═══ Texto da página ═══

Para fortalecer a minha resiliência nesta interminável quarentena, imposta pela nefasta pandemia de covid-19, foram de muita valia os livros que li, as lives e os documentários que assisti, quase todos tendo a música como protagonista. Esse é o assunto predominante, por exemplo, em De cu pra lua — Dramas, comédias e mistérios de um rapaz de sorte, autobiografia de Nelson Motta a qual me detive recentemente e que gerou matéria no Correio. Prazeirosamente, estive entre os espectadores das lives de Caetano Veloso, Gilberto Gil, Paulinho da Viola, Gal Costa, Simone e Teresa Cristina. Com total interesse revi longas-metragens sobre a Tropicália, os Beatles e o Festival de Woodstock.
O que me trouxe satisfação, por último, foi À flor da pele, documentário dirigido por Felipe Nepomuceno, exibido pelo Canal Curta, que joga o foco nas diversas facetas de uma das maiores estrelas da MPB, Ney Matogrosso. Misto de cantor, intérprete, ator e dançarino, ele se mostra por inteiro no filme. Essa antologia audiovisual tem início em 1973 ao destacar o vocalista do Secos & Molhados, grupo de estética andrógina que deixou como legado belas canções de temática social; e que saiu ileso dos embates com a censura em plena ditadura militar.
À flor da pele mostra as várias fases da trajetória desse artista camaleônico e transgressor, utilizando imagens de arquivo dos muitos shows que ele apresentou em cinco décadas, de vários clipes, entrevistas e depoimentos de personalidades das artes brasileiras como Chico Buarque, Milton Nascimento e Ziraldo, e de fãs anônimos. O roteiro conduz até o show Bloco na rua que, antes da pandemia, vinha cumprindo longa turnê pelo país, visto aqui na cidade em 8 de dezembro de 2019, no auditório master do Centro de Convenções Ulysses Guimarães.

═══ Dados do exercício ═══

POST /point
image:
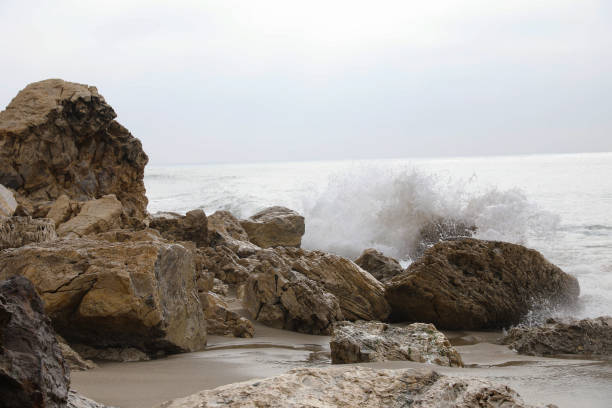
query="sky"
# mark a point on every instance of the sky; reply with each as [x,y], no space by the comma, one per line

═══

(Conjunto de tarefas)
**1.** Copie do texto da página o trecho que vai de "À flor da pele mostra" até "Convenções Ulysses Guimarães.", sem nenhuma alteração.
**2.** Responda com base no texto da página:
(a) De quem é a autobiografia De cu pra lua — Dramas, comédias e mistérios de um rapaz de sorte?
(b) Quem dirigiu o documentário À flor da pele?
(c) Em que data o show Bloco na rua foi visto na cidade?

(Respostas por item)
**1.**
À flor da pele mostra as várias fases da trajetória desse artista camaleônico e transgressor, utilizando imagens de arquivo dos muitos shows que ele apresentou em cinco décadas, de vários clipes, entrevistas e depoimentos de personalidades das artes brasileiras como Chico Buarque, Milton Nascimento e Ziraldo, e de fãs anônimos. O roteiro conduz até o show Bloco na rua que, antes da pandemia, vinha cumprindo longa turnê pelo país, visto aqui na cidade em 8 de dezembro de 2019, no auditório master do Centro de Convenções Ulysses Guimarães.

**2.**
(a) De Nelson Motta.
(b) Felipe Nepomuceno.
(c) Em 8 de dezembro de 2019.